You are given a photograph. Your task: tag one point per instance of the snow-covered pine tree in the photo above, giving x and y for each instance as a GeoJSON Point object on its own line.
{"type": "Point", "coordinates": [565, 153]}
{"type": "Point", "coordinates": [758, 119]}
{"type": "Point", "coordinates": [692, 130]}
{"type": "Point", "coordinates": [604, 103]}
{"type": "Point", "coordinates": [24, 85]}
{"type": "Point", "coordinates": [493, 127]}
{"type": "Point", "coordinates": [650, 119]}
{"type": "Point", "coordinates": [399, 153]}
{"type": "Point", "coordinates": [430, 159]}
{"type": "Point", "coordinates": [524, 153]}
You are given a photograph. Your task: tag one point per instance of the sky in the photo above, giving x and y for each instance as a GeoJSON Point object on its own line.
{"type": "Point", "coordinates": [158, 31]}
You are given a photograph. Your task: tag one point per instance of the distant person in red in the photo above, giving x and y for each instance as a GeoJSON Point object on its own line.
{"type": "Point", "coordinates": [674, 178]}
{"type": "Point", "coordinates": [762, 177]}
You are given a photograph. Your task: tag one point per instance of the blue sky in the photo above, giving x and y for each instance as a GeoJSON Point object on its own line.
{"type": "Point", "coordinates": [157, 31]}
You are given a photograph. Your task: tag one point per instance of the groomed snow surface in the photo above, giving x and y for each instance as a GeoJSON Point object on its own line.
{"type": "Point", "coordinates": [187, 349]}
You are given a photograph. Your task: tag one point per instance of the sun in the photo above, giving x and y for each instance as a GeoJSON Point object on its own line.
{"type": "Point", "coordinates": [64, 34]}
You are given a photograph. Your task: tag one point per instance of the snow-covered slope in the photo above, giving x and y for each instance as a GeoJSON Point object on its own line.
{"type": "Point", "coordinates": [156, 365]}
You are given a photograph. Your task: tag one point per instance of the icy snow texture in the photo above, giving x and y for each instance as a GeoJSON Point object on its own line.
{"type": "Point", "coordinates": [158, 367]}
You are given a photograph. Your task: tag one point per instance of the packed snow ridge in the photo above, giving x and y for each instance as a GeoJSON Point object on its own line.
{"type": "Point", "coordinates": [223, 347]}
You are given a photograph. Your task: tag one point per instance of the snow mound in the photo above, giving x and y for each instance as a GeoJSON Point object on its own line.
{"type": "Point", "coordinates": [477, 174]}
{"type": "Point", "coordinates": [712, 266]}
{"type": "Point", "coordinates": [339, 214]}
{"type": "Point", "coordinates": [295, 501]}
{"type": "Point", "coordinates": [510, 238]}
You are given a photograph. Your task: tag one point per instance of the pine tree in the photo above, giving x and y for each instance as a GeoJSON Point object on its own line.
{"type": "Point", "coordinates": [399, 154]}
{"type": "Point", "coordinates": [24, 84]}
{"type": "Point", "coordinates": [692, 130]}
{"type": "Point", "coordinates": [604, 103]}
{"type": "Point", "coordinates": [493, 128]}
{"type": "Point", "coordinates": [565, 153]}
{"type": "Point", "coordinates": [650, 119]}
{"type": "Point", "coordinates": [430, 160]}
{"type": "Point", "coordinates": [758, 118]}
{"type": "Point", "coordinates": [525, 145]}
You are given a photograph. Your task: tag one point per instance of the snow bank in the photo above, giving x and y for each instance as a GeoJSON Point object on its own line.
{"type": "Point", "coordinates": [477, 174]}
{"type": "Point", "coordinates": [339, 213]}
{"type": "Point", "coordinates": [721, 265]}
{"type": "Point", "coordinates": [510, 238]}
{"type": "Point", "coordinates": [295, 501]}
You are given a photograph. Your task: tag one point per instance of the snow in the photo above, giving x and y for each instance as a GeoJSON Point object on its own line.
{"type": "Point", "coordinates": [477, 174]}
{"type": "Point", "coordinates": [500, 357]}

***

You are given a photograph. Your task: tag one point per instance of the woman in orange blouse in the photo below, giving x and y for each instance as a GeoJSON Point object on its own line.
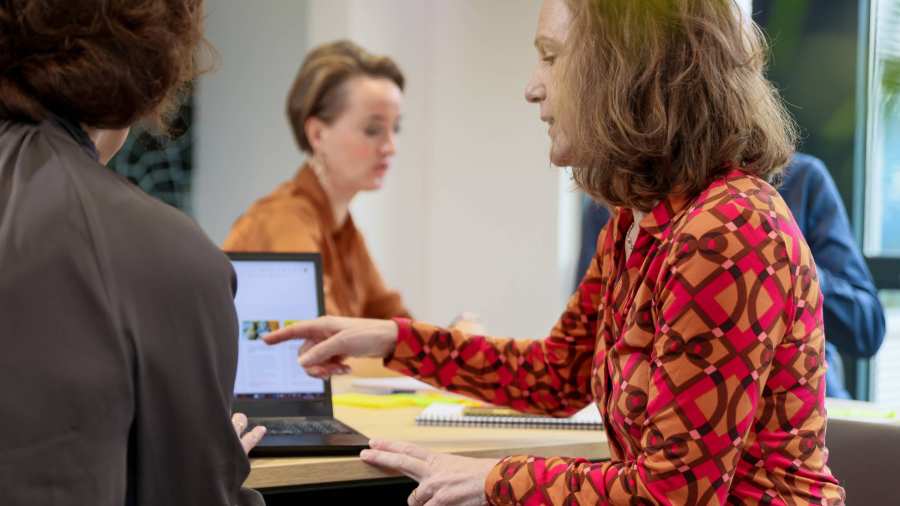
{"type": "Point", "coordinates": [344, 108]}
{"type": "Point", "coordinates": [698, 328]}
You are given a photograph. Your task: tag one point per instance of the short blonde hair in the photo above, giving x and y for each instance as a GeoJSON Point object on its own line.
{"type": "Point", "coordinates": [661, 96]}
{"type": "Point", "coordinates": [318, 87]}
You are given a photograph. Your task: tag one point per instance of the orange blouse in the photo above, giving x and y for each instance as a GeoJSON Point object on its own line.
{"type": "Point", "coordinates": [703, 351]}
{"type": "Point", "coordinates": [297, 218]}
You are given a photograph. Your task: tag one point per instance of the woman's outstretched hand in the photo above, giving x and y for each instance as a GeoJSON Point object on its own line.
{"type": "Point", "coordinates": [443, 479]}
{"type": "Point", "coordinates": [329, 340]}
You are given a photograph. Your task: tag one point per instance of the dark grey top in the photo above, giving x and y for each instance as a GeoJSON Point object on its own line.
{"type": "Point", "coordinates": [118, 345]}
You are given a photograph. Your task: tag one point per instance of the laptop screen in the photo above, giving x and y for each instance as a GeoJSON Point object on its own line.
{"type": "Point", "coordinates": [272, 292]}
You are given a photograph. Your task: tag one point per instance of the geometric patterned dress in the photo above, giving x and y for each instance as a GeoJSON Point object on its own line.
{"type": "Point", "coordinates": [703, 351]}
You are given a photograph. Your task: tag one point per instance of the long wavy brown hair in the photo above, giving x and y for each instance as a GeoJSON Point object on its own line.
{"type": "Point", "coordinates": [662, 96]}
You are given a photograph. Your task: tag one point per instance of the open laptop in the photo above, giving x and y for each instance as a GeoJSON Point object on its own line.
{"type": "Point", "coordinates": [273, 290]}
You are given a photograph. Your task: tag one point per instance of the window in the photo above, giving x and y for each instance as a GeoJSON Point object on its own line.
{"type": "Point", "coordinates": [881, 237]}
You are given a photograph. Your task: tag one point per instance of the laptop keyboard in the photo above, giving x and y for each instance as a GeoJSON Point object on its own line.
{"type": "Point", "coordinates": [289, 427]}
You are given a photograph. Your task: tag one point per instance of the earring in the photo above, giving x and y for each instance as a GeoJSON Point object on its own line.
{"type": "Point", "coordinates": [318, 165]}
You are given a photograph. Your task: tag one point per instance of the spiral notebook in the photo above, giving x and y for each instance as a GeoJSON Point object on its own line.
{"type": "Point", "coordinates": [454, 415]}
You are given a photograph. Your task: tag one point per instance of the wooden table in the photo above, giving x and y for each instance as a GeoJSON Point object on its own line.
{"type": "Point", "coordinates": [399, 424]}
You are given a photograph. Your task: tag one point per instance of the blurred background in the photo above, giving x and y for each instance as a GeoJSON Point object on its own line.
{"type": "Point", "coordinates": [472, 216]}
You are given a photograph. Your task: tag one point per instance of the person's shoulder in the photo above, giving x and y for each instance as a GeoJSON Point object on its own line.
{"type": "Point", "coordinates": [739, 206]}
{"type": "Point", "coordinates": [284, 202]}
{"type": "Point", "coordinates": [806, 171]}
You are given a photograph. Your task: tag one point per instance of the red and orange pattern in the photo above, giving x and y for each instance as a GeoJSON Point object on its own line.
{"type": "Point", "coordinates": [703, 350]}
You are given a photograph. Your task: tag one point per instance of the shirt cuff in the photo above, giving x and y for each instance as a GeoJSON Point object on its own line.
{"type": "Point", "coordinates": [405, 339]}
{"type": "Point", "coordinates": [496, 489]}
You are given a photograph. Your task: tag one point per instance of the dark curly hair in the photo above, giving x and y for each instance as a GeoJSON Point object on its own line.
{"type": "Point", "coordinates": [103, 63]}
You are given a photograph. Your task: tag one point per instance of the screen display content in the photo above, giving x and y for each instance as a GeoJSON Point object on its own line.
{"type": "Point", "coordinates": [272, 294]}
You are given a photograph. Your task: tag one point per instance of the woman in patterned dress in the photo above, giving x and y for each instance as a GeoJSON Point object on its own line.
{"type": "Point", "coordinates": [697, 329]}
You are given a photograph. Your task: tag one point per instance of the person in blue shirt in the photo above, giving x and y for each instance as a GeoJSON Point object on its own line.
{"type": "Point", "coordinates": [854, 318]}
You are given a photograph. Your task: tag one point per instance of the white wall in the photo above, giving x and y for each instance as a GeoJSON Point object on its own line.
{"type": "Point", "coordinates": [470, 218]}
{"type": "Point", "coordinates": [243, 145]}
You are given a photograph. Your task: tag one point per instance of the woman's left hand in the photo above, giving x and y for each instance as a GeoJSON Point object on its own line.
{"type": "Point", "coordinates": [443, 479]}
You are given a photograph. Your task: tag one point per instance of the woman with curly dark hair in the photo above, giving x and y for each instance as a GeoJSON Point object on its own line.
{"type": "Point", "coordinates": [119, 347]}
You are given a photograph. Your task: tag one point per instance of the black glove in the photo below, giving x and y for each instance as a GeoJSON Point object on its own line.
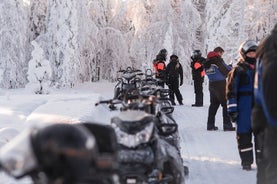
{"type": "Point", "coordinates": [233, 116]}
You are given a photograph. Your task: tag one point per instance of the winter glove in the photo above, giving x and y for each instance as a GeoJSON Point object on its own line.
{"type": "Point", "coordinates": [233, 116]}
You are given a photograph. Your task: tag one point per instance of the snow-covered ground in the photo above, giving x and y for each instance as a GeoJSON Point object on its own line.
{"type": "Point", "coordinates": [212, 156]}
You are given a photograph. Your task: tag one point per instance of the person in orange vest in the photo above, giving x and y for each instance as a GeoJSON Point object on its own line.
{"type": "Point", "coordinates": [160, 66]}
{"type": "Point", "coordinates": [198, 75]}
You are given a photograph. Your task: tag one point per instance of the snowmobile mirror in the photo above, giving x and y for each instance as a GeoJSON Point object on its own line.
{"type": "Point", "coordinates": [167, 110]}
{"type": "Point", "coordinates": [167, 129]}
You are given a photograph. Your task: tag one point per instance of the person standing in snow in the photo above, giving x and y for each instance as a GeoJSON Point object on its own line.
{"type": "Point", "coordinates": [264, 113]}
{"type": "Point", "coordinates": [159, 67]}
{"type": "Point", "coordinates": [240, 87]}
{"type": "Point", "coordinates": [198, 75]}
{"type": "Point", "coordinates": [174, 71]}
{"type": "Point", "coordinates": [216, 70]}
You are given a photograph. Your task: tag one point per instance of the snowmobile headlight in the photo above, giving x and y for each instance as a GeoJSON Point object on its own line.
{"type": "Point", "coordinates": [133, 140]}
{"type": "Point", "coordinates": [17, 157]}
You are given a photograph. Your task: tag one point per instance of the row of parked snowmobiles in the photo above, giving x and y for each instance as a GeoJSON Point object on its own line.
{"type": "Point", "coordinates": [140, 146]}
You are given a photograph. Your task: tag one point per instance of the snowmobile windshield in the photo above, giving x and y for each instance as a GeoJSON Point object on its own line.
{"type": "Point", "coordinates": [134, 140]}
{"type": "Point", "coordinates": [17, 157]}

***

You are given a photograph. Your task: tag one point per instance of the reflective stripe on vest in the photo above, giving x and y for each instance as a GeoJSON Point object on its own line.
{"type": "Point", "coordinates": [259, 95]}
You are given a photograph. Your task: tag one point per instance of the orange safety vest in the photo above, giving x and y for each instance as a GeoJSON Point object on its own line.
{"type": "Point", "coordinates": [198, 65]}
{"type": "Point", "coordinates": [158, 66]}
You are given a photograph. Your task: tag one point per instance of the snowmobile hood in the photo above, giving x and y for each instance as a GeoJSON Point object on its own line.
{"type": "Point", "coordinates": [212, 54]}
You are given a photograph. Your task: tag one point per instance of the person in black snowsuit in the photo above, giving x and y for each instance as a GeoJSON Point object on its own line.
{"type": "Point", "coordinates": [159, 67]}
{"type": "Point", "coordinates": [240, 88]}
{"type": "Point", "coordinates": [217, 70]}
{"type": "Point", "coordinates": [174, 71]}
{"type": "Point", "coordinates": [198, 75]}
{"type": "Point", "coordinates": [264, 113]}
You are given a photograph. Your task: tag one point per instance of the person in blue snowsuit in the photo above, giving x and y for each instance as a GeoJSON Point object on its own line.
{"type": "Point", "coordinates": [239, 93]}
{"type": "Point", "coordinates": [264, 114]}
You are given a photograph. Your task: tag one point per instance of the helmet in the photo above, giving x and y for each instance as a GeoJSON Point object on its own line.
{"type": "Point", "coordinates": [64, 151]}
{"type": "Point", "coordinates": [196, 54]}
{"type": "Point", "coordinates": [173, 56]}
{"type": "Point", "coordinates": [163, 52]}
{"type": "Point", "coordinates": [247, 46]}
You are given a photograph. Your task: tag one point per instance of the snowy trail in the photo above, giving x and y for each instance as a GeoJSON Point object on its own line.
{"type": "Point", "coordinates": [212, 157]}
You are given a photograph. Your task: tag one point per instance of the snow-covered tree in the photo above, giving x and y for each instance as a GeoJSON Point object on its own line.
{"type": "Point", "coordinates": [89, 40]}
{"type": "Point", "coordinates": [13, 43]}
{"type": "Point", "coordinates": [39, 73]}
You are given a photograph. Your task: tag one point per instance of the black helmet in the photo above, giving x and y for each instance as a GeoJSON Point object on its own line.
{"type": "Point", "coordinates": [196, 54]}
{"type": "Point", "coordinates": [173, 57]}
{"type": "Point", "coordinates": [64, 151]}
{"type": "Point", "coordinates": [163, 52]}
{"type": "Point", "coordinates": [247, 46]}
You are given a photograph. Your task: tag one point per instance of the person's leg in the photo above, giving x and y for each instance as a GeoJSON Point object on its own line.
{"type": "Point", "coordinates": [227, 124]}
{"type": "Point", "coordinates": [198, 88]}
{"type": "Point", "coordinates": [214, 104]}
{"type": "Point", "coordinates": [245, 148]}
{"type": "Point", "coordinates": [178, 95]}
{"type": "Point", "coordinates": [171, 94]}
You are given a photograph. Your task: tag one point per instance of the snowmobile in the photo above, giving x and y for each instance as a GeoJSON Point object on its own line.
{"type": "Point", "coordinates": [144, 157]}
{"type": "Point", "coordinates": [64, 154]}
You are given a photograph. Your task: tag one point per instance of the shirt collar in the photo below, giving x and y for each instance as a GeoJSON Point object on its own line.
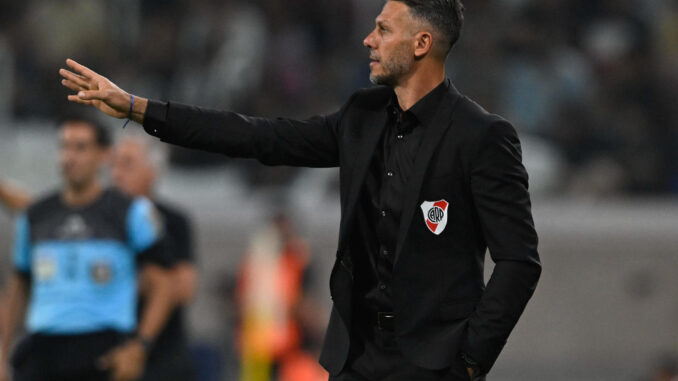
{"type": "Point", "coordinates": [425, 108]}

***

**指示:** 上のデータから「glove」という語を含む行をすべて抜き出し、そのまま書き写して示せ。

**実行結果:**
You are given a photograph. Your task: tag one point per instance of the black glove in the photo below, giving x and y for each instance as a GeoJSON Point object on its own line.
You are given a photograph. Your task: tag one point per instance of the winter glove in the photo above, giving x and y for each instance as a GeoJSON Point object on its own line.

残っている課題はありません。